Repeat all of the material below exactly as written, images excluded.
= = = = = = =
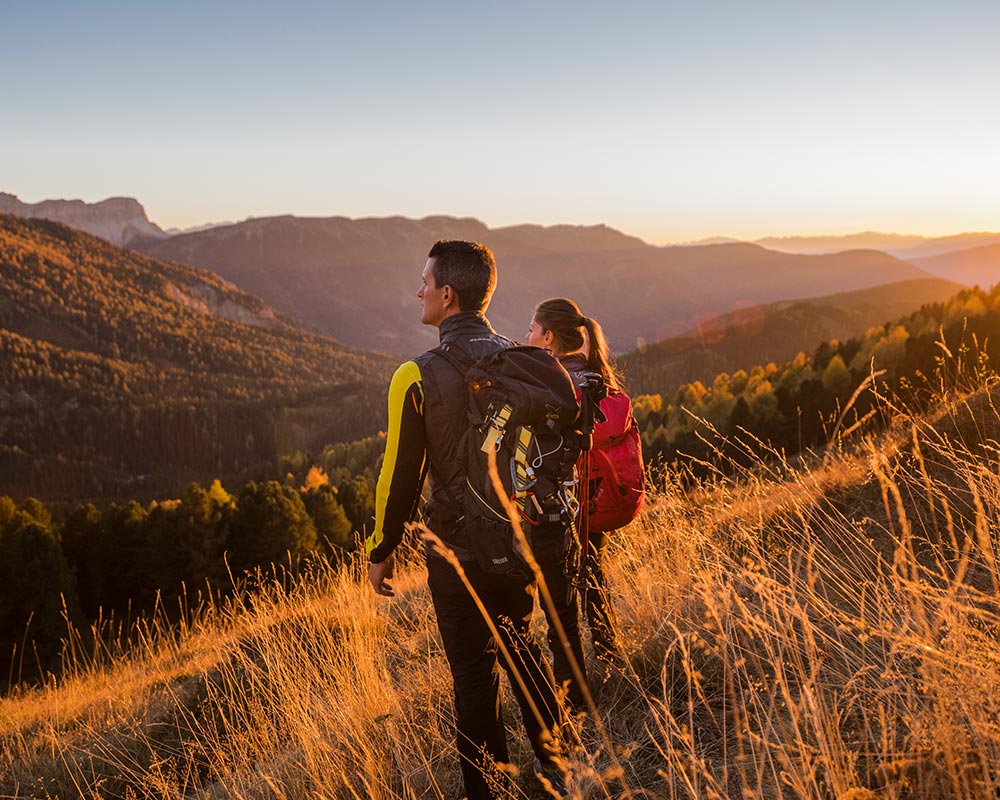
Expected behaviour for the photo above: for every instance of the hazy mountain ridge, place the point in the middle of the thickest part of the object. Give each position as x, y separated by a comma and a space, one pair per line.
979, 266
902, 246
357, 279
119, 220
115, 365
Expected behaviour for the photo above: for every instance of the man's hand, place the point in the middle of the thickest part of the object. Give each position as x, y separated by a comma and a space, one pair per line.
379, 574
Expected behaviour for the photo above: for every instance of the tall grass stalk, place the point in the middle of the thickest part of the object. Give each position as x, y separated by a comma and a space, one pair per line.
819, 628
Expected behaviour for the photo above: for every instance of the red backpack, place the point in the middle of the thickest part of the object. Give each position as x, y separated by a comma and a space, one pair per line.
616, 492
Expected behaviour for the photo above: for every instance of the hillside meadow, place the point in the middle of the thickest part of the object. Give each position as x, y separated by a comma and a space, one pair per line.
824, 628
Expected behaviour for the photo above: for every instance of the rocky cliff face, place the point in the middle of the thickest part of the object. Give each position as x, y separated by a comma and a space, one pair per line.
118, 219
= = = = = = =
Task response:
Expected behaviour for the photo above: for every instance of the hazy mountain ridge, place the point in the middle of the thickest part of the object. Give each position as x, y separated by a comma and a space, one pair per line.
979, 266
902, 246
357, 279
119, 220
115, 365
Expected behaviour for the photo above: for every instance of the man's hand, place the point in the middle of the thickest part of the object. Give each position as x, y separated by a comma and a space, one pair per line.
379, 574
Expected behaviour for the photo above: for every instance of the tall grass stalk, place the point in the middle of the thickest part of the object. Give each position as x, y separated by a comma and a space, one pair per line.
819, 628
Expected behaviour for the photo above: for every instance of the red backpack, place the point in the middle of the thickest part of the object. Give each position as x, y separated by a comma and a space, one pair per line.
616, 492
Expected behaviour for the photo above: for every instance of the hillside meadow, place the point in the middle of the thickest part of the object. Give each position as x, y separated by a comma and a space, one pair per line.
824, 628
Expected behaviour for the photo above: for every instance of the rocky cliff face, place the point in the middle of the thickest part of the object. Give each position as x, y separated by a comma and a space, one pair per line.
118, 219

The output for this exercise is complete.